- [Exercise prompt] Recast the rows below, from their start through the line containing "positive clicks: (81, 376)", inclusive, as a Markdown table with the columns Index and Content, numbering each line and omitting blank lines. Leave the pictures out of the table.

- [Input records]

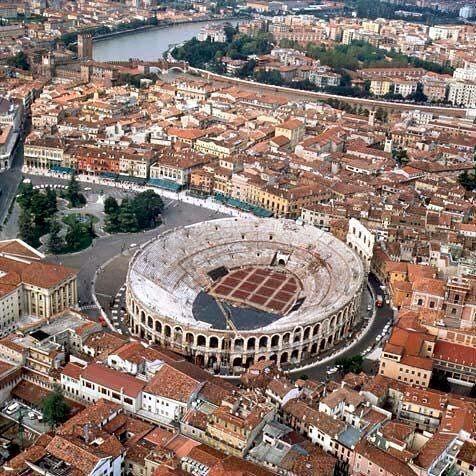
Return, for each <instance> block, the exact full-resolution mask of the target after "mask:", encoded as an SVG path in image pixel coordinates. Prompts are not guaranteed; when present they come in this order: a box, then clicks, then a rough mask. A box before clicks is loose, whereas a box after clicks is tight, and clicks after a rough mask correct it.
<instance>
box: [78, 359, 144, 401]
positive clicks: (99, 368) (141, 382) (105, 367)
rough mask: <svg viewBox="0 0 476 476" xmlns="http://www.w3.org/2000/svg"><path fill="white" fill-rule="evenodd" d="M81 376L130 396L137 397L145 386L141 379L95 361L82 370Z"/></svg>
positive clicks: (81, 376)
mask: <svg viewBox="0 0 476 476" xmlns="http://www.w3.org/2000/svg"><path fill="white" fill-rule="evenodd" d="M81 377H82V378H83V379H85V380H89V381H90V382H94V383H97V384H99V385H101V386H103V387H107V388H109V389H111V390H115V391H116V392H121V391H122V392H123V393H124V394H125V395H127V396H129V397H132V398H137V396H138V395H139V393H140V392H141V391H142V389H143V388H144V386H145V382H143V381H142V380H139V379H137V378H135V377H132V376H131V375H127V374H125V373H123V372H118V371H117V370H113V369H110V368H109V367H106V366H104V365H101V364H96V363H93V364H89V365H88V366H87V367H86V368H85V369H84V370H82V372H81Z"/></svg>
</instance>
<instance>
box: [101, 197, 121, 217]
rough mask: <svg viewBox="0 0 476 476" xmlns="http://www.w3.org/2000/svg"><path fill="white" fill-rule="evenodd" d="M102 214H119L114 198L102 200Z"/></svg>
mask: <svg viewBox="0 0 476 476" xmlns="http://www.w3.org/2000/svg"><path fill="white" fill-rule="evenodd" d="M104 213H105V214H106V215H111V214H117V213H119V204H118V203H117V200H116V199H115V198H114V197H107V198H106V200H104Z"/></svg>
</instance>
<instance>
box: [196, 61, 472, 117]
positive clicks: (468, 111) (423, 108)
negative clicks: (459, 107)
mask: <svg viewBox="0 0 476 476" xmlns="http://www.w3.org/2000/svg"><path fill="white" fill-rule="evenodd" d="M189 72H190V73H191V74H193V75H195V76H200V77H202V78H204V79H208V80H211V81H216V82H220V83H228V84H230V85H241V86H244V87H246V89H249V90H252V91H257V92H259V93H263V91H266V92H274V93H283V94H284V95H285V96H287V97H289V96H290V95H292V96H293V97H294V98H300V99H302V100H306V99H314V100H318V101H322V100H326V99H335V100H338V101H342V102H347V103H350V104H355V105H360V106H364V107H369V108H371V109H376V108H382V109H387V110H392V111H407V110H414V109H420V110H422V111H428V112H433V113H434V114H441V115H446V116H451V117H466V116H467V115H468V113H469V111H470V110H469V109H465V108H458V107H450V106H431V105H423V104H414V103H405V102H397V101H385V100H378V99H368V98H357V97H352V96H343V95H340V94H331V93H325V92H319V91H306V90H303V89H294V88H289V87H286V86H274V85H271V84H266V83H258V82H256V81H250V80H246V79H240V78H235V77H231V76H225V75H222V74H217V73H212V72H211V71H207V70H205V69H199V68H193V67H189Z"/></svg>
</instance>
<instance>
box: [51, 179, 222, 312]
mask: <svg viewBox="0 0 476 476" xmlns="http://www.w3.org/2000/svg"><path fill="white" fill-rule="evenodd" d="M100 188H101V189H103V190H104V191H105V194H106V195H109V191H108V189H106V187H100ZM113 191H114V190H113ZM92 192H93V191H92ZM164 202H165V204H166V209H165V210H164V213H163V220H164V223H163V224H162V225H161V226H159V227H158V228H156V229H154V230H149V231H146V232H143V233H132V234H123V233H120V234H116V235H108V236H105V237H100V238H96V239H95V240H94V243H93V245H92V246H91V247H89V248H87V249H86V250H84V251H81V252H79V253H74V254H70V255H58V256H50V257H48V260H49V261H51V262H58V263H61V264H63V265H65V266H70V267H72V268H75V269H78V270H79V275H78V284H79V300H80V305H81V306H91V305H92V304H93V299H92V294H91V284H92V280H93V277H94V273H95V272H96V270H98V269H100V267H101V266H102V265H104V263H106V262H107V261H109V260H110V259H111V258H113V257H115V256H117V255H120V254H122V255H124V257H123V258H120V259H118V261H117V263H114V264H113V263H111V264H110V265H109V266H107V268H106V271H105V272H102V271H101V272H100V273H99V275H98V282H97V286H98V292H99V293H101V295H100V296H98V298H100V299H101V303H104V304H105V305H107V304H108V302H110V300H111V298H112V297H114V296H115V295H116V293H117V292H118V291H119V289H120V288H121V286H122V285H123V284H124V282H125V278H126V273H127V265H128V262H129V259H130V258H131V256H132V255H133V251H135V249H136V247H138V246H139V245H141V244H142V243H145V242H147V241H149V240H150V239H152V238H154V237H155V236H157V235H158V234H159V233H162V232H163V231H165V230H168V229H170V228H174V227H177V226H184V225H189V224H192V223H197V222H200V221H206V220H212V219H216V218H221V217H223V216H225V215H223V214H221V213H216V212H213V211H210V210H208V209H206V208H202V207H197V206H194V205H189V204H186V203H182V202H176V201H170V200H168V199H166V200H164ZM131 245H132V246H133V247H132V248H131ZM86 310H87V312H88V314H89V315H91V316H97V315H98V311H97V310H96V309H86Z"/></svg>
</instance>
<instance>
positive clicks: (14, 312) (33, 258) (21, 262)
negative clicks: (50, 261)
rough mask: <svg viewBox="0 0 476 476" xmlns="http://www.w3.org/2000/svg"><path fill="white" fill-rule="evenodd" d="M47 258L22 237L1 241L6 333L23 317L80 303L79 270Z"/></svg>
mask: <svg viewBox="0 0 476 476" xmlns="http://www.w3.org/2000/svg"><path fill="white" fill-rule="evenodd" d="M43 258H44V255H43V254H41V253H39V252H38V251H36V250H35V249H33V248H31V247H30V246H28V245H27V244H26V243H24V242H22V241H21V240H7V241H2V242H0V273H1V274H0V283H1V284H2V293H1V294H0V311H1V313H0V333H1V334H2V335H6V334H7V333H9V332H11V331H12V330H14V329H15V327H16V324H17V323H18V321H19V320H20V318H21V317H22V316H28V315H32V316H36V317H39V318H46V317H50V316H52V315H54V314H57V313H59V312H62V311H63V310H65V309H66V308H69V307H75V306H76V304H77V300H78V292H77V282H76V277H77V273H76V271H74V270H72V269H69V268H66V267H64V266H60V265H53V264H50V263H45V262H43V261H42V259H43Z"/></svg>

- [Response to the task]
| Index | Content |
|---|---|
| 1 | Return, for each <instance> block, the exact full-resolution mask of the target after "mask:", encoded as an SVG path in image pixel coordinates. Prompts are not guaranteed; when present they come in this order: a box, then clicks, then a rough mask. A box before clicks is loose, whereas a box after clicks is tight, and clicks after a rough mask correct it. |
| 2 | <instance> |
| 3 | box: [78, 359, 144, 401] |
| 4 | positive clicks: (99, 368) (141, 382) (105, 367) |
| 5 | rough mask: <svg viewBox="0 0 476 476" xmlns="http://www.w3.org/2000/svg"><path fill="white" fill-rule="evenodd" d="M81 376L130 396L137 397L145 386L141 379L95 361L82 370Z"/></svg> |
| 6 | positive clicks: (81, 376) |